[START OF EXCERPT PROVIDED]

-
Notifications
You must be signed in to change notification settings - Fork 2
Home
Travis Pinney edited this page Sep 15, 2013
·
5 revisions
FunnelCloud is a simple tool for ingesting bulk data off the web.
It uses subcommands for doing more specialized operations
Beam is a way to "beam" data from a website to an hdfs partition directly.
Download subset of "Million Song Dataset" directly into HDFS
fcl beam http://static.echonest.com/millionsongsubset_full.tar.gz millionsongsubset_full.tar.gz
Ingest subcommand allows for more complex types to be converted on the fly to other formats more suitable for processing in Hadoop.
fcl ingest osm http://planet.osm.org/pbf/planet-130911.osm.pbf planet-130911.osm.pbf.seq
This converts osm planet file on the fly to a sequence file that uses OSMData protobufs as its values.

[END OF EXCERPT PROVIDED]
[START OF DATA SEGMENT]

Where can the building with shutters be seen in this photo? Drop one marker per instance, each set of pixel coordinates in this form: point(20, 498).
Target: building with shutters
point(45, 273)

[END OF DATA SEGMENT]

OBJECTIVE: In the FunnelCloud wiki page, rewrite the paragraph beginning "Ingest subcommand allows" in fewer words, keeping its main facts.

SOLVED PROBLEM: The ingest subcommand converts more complex data types on the fly into formats better suited to Hadoop processing.